I think they'd be even better on a Channel where they are not as constricted, as lets be fair the BBC bar is still quite a politically correct channel.

Put them on C4 or sky etc, unrestricted and they'd be brilliant!


----------



## VW Golf-Fan

Demetri said:


> 4am on the road going to work in the winter about -4 degrees, i'm driving to work , some muppett in a silver california roof down and wearing a parker coat with his hood up. Cutting lorry drivers and then cutting me up.
> Got to the lights and low and behold Mr Evans called him a few ***** and then gave him the finger, the ugly git!!


Did his 'carrot top' not give it away either? :lol:


----------



## davies20

VW Golf-Fan said:


> Did his 'carrot top' not give it away either? :lol:


he had his hood on!


----------



## Demetrios72

davies20 said:


> he had his hood on!


When I nioticed it was him at the lights I called him an ugly ginger ***T :lol:

I was soooo happy I did that honeslty it was classic to see the look on his face!!! brilliant


----------



## Kirkyworld

A sad day for me I love the current TG line up, JC is a silly boy for throwing it all away and I personally don't like Chris tbh, but then I still listen to Radio 1 so what do I know lol


----------



## Demetrios72

I was a perfect line up for that show if you asked me, they complemented each other perfectly


----------



## davies20

Demetri said:


> I was a perfect line up for that show if you asked me, they complemented each other perfectly


Who ever they bring in is going to have big boots to fill if they keep the current line up!


----------



## trv8

Demetri said:


> When I nioticed it was him at the lights I called him an ugly ginger ***T :lol:
> 
> I was soooo happy I did that honeslty it was classic to see the look on his face!!! brilliant


WOW.....I bet your mates were soooo impressed too when you told them of your little escapade :lol:.


----------



## Demetrios72

trv8 said:


> WOW.....I bet your mates were soooo impressed too when you told them of your little escapade :lol:.


When I told the lads at the garage they were in stiches :lol:
You had to be there!


----------



## Doc943

Personally I don't like either and hope TG can get back to a focus on the cars rather than the presenters.


----------



## Demetrios72

davies20 said:


> Who ever they bring in is going to have big boots to fill if they keep the current line up!


+1 :thumb:

Not wrong there


----------



## Demetrios72

Doc943 said:


> Personally I don't like either and hope TG can get back to a focus on the cars rather than the presenters.


That's probably going to be the fun part


----------



## Sicskate

Straight from the horses mouth, Chris Evans is 100% not doing TG. 

They have been talking about it on R2.

Recorded data:
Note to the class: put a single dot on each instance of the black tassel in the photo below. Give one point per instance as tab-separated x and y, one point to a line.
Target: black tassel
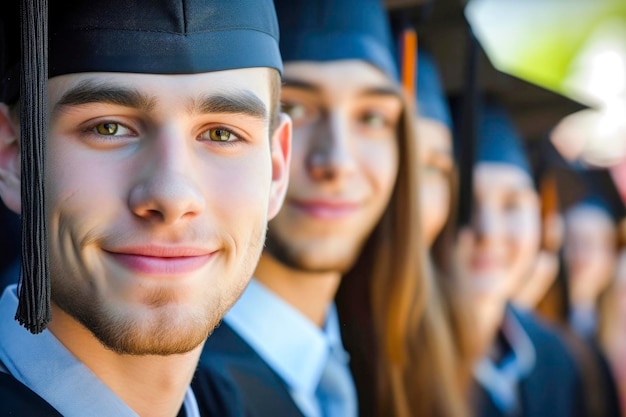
33	311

To-do list:
1. Which usernames appear as post headers in the forum thread? Give each one once.
2. In the forum thread, which channels does the first post suggest instead of the BBC?
3. Pick up the forum thread about the Top Gear line-up after its last post and keep it going.
The listing has no connection to the forum thread.

Results of the tasks:
1. VW Golf-Fan, davies20, Demetrios72, Kirkyworld, trv8, Doc943, Sicskate

2. C4 or Sky

3.
----------



## MDC250

davies20 said:


> I think they'd be even better on a Channel where they are not as constricted, as lets be fair the BBC bar is still quite a politically correct channel.
> 
> Put them on C4 or sky etc, unrestricted and they'd be brilliant!


Between them they have enough personal finance to set up to go it alone and they would have no trouble getting backers if they didn't want to use their own money. They are collectively a TV goldmine.


----------



## muzzer

This is all supposition, the bbc have said they have not made any decision on him yet. However, if he does go then there will be no Top Gear as it is now, may and hammond have said they wont do the show without him.


----------



## davies20

Of course its supposition! 

Please do not make any irrational decisions based on my assumptions!


----------



## Shiny

**BBC News Flash - Top Gear replacement confirmed**










....not really!


----------



## stuartr

I think a radical change of presenter and I nominate:-


----------



## VW Golf-Fan

Or Esther McVey, Stuartr.


----------



## Kimo

Chris said on radio this morning that he will never ever be taking over


----------



## Grommit

Jamiraquai Would be awesome as the replacement. He can shuffle about and dance aboot haha.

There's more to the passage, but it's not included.